- **Study material**:
◇ ◇ ◇

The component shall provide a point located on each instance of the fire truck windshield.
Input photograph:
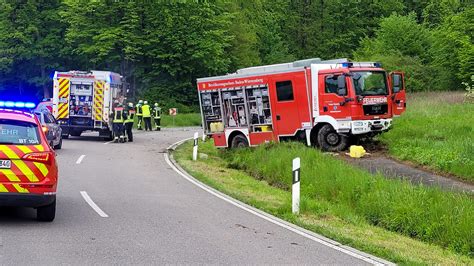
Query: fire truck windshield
(368, 83)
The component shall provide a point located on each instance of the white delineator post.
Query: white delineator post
(295, 189)
(196, 137)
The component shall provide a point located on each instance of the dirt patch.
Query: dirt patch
(379, 162)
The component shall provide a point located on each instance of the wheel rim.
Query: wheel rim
(241, 144)
(333, 138)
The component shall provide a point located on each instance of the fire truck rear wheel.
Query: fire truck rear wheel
(46, 213)
(330, 140)
(76, 133)
(239, 141)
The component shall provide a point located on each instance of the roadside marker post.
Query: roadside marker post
(196, 137)
(295, 188)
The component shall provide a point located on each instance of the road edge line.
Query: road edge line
(94, 206)
(268, 217)
(79, 160)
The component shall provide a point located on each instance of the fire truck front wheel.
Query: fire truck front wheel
(330, 140)
(239, 141)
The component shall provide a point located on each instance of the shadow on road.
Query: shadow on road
(15, 215)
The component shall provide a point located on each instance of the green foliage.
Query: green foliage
(469, 95)
(181, 120)
(401, 44)
(435, 131)
(424, 213)
(453, 50)
(331, 218)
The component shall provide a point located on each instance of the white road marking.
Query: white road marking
(93, 205)
(270, 218)
(79, 160)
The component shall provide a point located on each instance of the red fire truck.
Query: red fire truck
(324, 103)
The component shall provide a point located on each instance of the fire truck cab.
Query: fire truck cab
(321, 102)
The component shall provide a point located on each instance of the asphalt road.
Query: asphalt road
(150, 215)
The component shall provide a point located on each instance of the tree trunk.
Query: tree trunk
(46, 93)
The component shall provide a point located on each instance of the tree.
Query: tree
(401, 44)
(453, 50)
(30, 43)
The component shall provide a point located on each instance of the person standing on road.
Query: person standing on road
(130, 112)
(118, 119)
(138, 111)
(146, 112)
(157, 117)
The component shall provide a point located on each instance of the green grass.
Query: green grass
(436, 131)
(388, 218)
(181, 120)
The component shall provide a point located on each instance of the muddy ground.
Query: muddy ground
(378, 161)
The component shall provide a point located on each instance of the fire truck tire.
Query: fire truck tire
(46, 213)
(60, 144)
(330, 140)
(239, 141)
(76, 133)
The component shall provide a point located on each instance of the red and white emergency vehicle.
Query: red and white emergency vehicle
(83, 101)
(28, 168)
(321, 102)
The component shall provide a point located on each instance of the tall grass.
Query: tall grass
(428, 214)
(437, 131)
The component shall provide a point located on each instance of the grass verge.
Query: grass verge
(436, 131)
(343, 203)
(181, 120)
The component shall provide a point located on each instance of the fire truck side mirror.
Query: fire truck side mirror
(396, 82)
(341, 85)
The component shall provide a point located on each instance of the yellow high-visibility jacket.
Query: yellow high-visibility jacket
(146, 110)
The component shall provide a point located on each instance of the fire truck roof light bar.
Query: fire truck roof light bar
(11, 104)
(361, 64)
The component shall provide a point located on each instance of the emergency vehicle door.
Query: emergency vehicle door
(334, 96)
(285, 108)
(397, 81)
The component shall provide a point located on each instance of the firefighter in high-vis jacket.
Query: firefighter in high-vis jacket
(157, 117)
(146, 112)
(119, 117)
(130, 112)
(139, 113)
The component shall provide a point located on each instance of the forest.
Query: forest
(161, 47)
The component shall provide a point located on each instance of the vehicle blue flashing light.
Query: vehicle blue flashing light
(11, 104)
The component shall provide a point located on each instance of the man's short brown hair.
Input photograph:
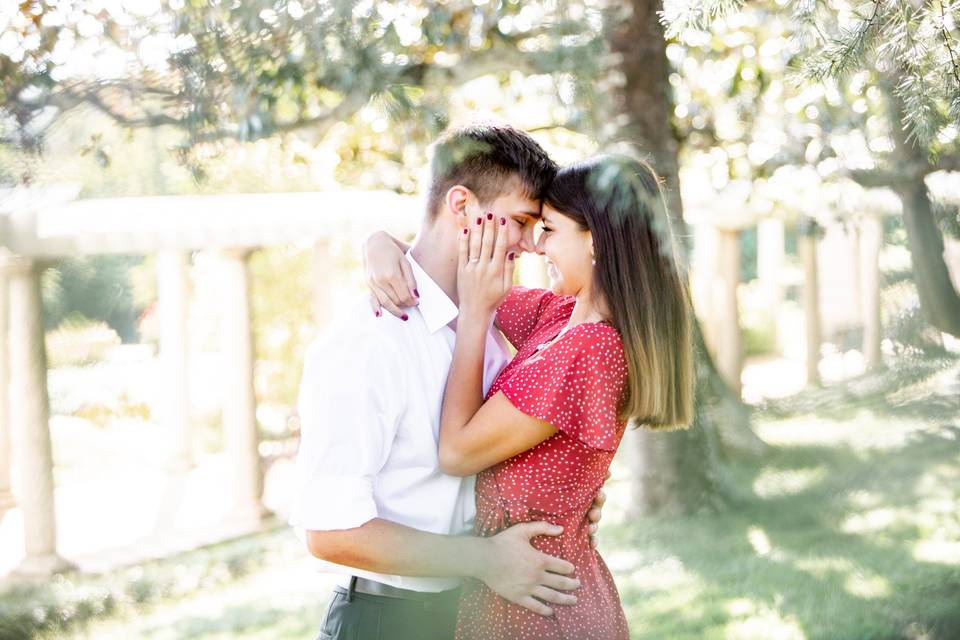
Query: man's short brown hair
(485, 157)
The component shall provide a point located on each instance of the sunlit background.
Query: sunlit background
(184, 189)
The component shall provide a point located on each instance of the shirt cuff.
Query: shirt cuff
(331, 503)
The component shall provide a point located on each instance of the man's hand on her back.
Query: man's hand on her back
(517, 571)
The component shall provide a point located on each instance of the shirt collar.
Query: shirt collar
(436, 307)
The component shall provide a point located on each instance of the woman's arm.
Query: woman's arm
(389, 277)
(475, 435)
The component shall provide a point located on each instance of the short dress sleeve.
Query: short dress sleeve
(576, 384)
(519, 312)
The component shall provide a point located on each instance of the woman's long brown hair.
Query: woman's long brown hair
(638, 276)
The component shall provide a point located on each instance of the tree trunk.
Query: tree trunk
(938, 297)
(679, 471)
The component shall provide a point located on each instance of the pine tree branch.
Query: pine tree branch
(946, 43)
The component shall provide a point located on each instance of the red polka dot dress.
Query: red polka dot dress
(576, 383)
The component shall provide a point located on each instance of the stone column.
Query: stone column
(809, 235)
(729, 343)
(771, 256)
(30, 420)
(239, 405)
(871, 241)
(174, 411)
(6, 496)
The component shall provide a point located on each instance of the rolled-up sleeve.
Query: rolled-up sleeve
(350, 406)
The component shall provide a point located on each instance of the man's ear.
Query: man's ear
(458, 196)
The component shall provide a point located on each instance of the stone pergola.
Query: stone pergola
(36, 227)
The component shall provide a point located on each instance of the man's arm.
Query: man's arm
(507, 562)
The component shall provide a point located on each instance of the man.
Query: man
(371, 497)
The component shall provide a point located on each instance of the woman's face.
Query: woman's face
(569, 253)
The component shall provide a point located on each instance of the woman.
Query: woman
(609, 342)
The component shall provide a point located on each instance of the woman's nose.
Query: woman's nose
(538, 247)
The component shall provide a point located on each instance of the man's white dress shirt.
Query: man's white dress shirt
(370, 401)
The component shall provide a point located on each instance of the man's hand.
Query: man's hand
(596, 512)
(517, 571)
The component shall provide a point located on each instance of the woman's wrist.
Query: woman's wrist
(474, 315)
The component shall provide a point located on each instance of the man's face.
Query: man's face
(522, 214)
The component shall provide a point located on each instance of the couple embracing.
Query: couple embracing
(429, 455)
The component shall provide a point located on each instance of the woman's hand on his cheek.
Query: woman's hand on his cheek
(485, 271)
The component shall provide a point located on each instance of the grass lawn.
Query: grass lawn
(848, 528)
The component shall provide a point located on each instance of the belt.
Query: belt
(374, 588)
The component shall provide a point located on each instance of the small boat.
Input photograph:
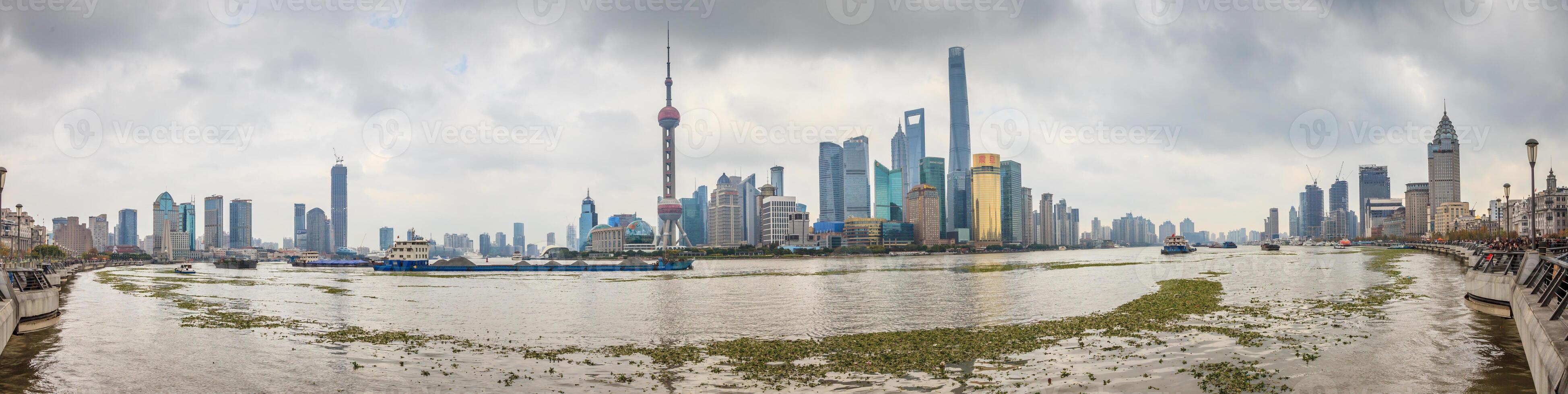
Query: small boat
(236, 263)
(1176, 244)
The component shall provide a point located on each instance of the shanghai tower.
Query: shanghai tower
(670, 234)
(959, 146)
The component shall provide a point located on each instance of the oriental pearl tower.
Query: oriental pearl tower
(670, 234)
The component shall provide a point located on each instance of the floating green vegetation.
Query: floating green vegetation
(1235, 378)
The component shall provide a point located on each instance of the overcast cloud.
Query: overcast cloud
(1216, 93)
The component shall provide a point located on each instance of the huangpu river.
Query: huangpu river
(1304, 320)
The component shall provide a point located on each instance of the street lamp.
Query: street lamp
(1508, 218)
(1529, 149)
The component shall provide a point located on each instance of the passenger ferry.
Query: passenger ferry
(415, 255)
(1176, 244)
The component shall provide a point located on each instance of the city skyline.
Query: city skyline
(291, 149)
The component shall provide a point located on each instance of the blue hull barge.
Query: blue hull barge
(556, 267)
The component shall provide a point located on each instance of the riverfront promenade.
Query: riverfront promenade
(1529, 287)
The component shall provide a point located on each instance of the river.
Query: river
(1307, 320)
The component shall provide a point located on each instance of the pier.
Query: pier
(1528, 287)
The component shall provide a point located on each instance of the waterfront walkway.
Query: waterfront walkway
(1528, 287)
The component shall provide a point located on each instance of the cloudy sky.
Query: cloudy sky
(512, 110)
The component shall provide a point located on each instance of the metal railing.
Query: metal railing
(1550, 279)
(1506, 263)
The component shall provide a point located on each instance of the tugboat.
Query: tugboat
(35, 298)
(236, 263)
(415, 255)
(1176, 244)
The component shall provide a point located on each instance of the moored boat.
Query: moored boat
(415, 255)
(236, 263)
(1176, 244)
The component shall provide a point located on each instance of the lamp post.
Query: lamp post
(1529, 149)
(1508, 218)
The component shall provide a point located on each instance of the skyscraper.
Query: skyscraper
(777, 179)
(1013, 202)
(212, 221)
(670, 211)
(241, 224)
(317, 232)
(1338, 210)
(1443, 165)
(724, 215)
(1313, 211)
(987, 207)
(857, 177)
(830, 185)
(300, 230)
(516, 229)
(339, 205)
(932, 171)
(187, 220)
(959, 141)
(924, 210)
(915, 152)
(128, 227)
(1272, 224)
(889, 195)
(1372, 185)
(1418, 209)
(695, 216)
(587, 218)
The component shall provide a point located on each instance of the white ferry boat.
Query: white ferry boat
(1176, 244)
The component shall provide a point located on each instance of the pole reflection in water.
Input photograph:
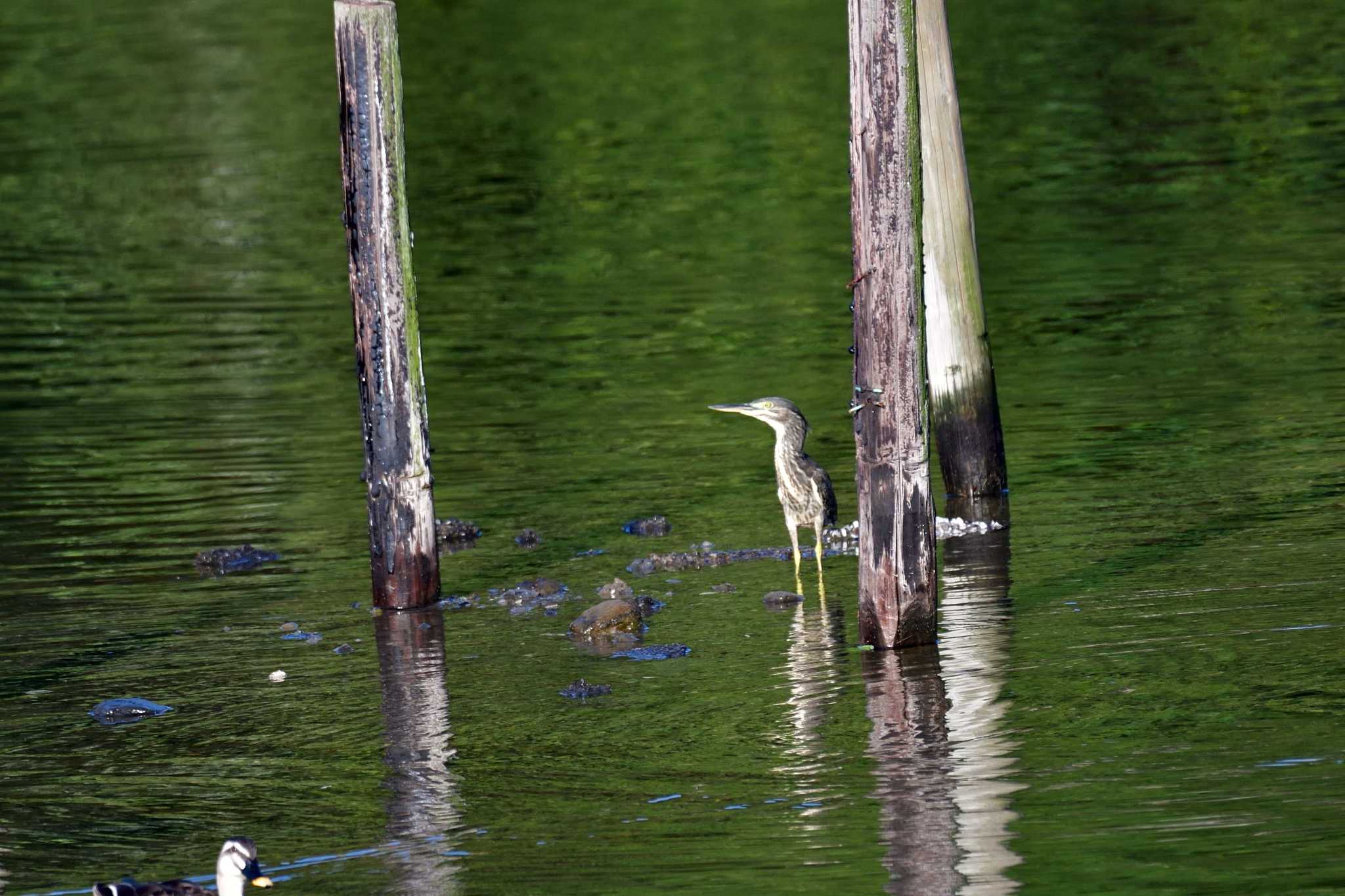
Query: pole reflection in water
(906, 700)
(974, 653)
(423, 807)
(814, 673)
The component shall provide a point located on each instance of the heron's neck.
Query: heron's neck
(229, 884)
(789, 438)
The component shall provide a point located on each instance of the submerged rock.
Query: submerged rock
(615, 589)
(581, 689)
(456, 531)
(654, 526)
(608, 618)
(123, 710)
(778, 599)
(225, 561)
(648, 606)
(655, 652)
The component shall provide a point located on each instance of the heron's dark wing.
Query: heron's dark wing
(824, 482)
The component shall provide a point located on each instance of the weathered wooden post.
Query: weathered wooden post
(898, 591)
(962, 379)
(404, 558)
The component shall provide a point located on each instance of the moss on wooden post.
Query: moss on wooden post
(962, 378)
(404, 557)
(898, 590)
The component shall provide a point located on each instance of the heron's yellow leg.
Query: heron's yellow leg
(798, 558)
(822, 587)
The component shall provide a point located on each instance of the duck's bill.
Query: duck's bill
(254, 874)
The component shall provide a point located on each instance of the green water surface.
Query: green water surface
(623, 213)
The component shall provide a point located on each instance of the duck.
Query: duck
(236, 867)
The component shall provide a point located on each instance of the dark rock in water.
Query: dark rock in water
(615, 589)
(581, 689)
(545, 587)
(123, 710)
(607, 618)
(456, 531)
(456, 535)
(649, 606)
(223, 561)
(642, 567)
(655, 652)
(530, 594)
(655, 526)
(704, 555)
(782, 598)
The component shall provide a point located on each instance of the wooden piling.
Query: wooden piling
(404, 558)
(962, 378)
(898, 591)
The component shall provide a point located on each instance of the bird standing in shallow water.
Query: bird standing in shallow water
(236, 867)
(805, 488)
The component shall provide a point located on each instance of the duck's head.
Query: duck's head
(237, 867)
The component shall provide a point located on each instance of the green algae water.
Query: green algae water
(626, 213)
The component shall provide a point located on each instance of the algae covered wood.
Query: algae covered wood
(962, 378)
(404, 558)
(898, 591)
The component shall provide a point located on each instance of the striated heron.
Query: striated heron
(805, 488)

◇ ◇ ◇

- **Work instruction**:
Repeat the lines exactly as they stand, from the opening line of the data through the line with "roadside marker post.". Pictures stay out of the copy.

- **Solution for this task**:
The component shall provide a point located on each instance of the fire truck windshield.
Input photograph:
Query: fire truck windshield
(368, 83)
The component shall provide a point located on each instance of the white delineator post.
Query: white delineator post
(295, 189)
(196, 137)
The component shall provide a point located on each instance of the dirt patch.
Query: dirt patch
(379, 162)
The component shall provide a point located on each instance of the wheel rim.
Query: wheel rim
(241, 144)
(333, 138)
The component shall provide a point located on each instance of the fire truck rear wheel.
Query: fire truck rear wheel
(46, 213)
(330, 140)
(76, 133)
(239, 141)
The component shall provide a point located on each instance of the roadside marker post.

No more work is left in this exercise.